* Brief *
Could you arrange the stretch of material below that opens with the line containing "Expected: one point per instance of the pink" and closes with the line containing "Expected: one point per instance of the green grass, reported", both included, as a JSON list of strings, one per line and with blank lines left out?

* Data entries *
****************
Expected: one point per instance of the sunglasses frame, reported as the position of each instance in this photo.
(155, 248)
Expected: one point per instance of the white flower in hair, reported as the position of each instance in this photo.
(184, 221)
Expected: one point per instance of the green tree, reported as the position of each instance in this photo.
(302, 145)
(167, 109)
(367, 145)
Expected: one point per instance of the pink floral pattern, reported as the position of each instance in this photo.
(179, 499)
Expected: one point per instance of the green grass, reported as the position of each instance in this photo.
****************
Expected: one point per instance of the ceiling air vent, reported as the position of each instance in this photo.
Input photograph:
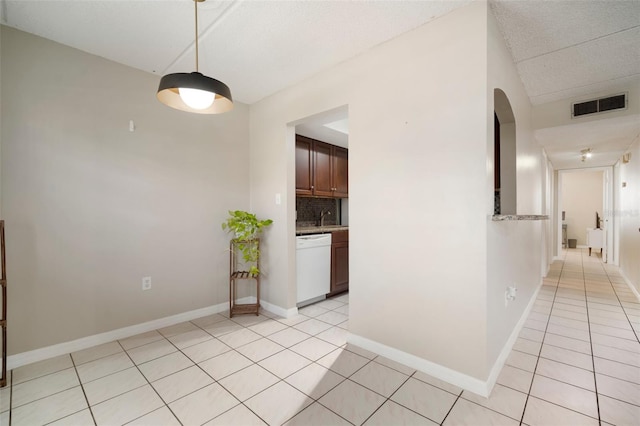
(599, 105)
****************
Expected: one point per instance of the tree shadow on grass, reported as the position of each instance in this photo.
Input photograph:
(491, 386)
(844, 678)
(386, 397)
****************
* Finished exercise *
[
  "Expected: one point per instance of the pink floral pattern, reported as the position of each instance in this photo.",
  "(179, 499)",
  "Expected: one point per instance of the green grass, reported as the position of each instance in this photo."
]